-------- Records for this task

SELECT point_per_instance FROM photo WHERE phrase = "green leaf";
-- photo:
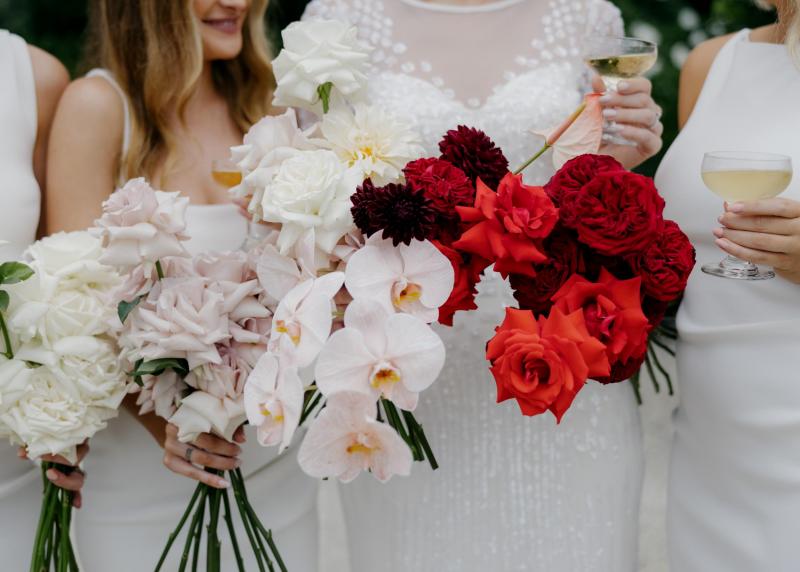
(124, 308)
(159, 366)
(13, 272)
(324, 92)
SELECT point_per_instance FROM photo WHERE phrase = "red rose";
(666, 264)
(536, 294)
(507, 227)
(544, 364)
(577, 172)
(468, 269)
(446, 187)
(617, 213)
(622, 371)
(612, 310)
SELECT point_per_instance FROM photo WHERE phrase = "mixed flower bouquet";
(60, 377)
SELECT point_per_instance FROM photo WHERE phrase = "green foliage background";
(677, 25)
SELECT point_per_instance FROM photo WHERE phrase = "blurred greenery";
(677, 25)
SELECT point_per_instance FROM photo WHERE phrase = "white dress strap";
(126, 133)
(720, 67)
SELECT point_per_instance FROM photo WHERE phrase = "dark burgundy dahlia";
(400, 211)
(473, 152)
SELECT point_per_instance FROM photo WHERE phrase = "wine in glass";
(226, 173)
(617, 59)
(742, 176)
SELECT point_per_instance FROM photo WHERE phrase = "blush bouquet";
(190, 330)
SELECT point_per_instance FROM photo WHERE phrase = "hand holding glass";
(742, 176)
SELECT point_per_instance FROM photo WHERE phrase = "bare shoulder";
(694, 73)
(49, 74)
(93, 105)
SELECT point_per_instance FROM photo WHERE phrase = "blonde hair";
(154, 50)
(792, 27)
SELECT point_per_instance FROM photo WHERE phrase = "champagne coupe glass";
(742, 176)
(617, 59)
(226, 173)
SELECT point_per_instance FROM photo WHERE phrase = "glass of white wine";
(743, 176)
(617, 59)
(226, 173)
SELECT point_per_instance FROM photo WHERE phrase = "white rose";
(311, 189)
(14, 378)
(49, 419)
(316, 53)
(372, 140)
(201, 412)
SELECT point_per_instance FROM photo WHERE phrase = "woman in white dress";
(181, 83)
(734, 494)
(33, 81)
(513, 493)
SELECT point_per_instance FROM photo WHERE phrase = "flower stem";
(178, 528)
(533, 159)
(9, 353)
(232, 531)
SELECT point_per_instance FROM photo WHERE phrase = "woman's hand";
(72, 482)
(763, 232)
(633, 115)
(207, 451)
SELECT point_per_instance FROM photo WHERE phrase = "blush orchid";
(346, 439)
(273, 401)
(304, 318)
(378, 353)
(415, 279)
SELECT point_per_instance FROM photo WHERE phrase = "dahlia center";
(405, 293)
(291, 329)
(384, 375)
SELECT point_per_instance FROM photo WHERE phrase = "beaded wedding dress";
(513, 493)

----------------

**The problem**
Pick out each line in the items above that contains the word "wine", and copy those lines.

**Final answer**
SELECT point_per_instance FROM photo WHERE phrase = "wine in glass";
SELECT point_per_instance FROM photo WHERE phrase = "glass of white wine";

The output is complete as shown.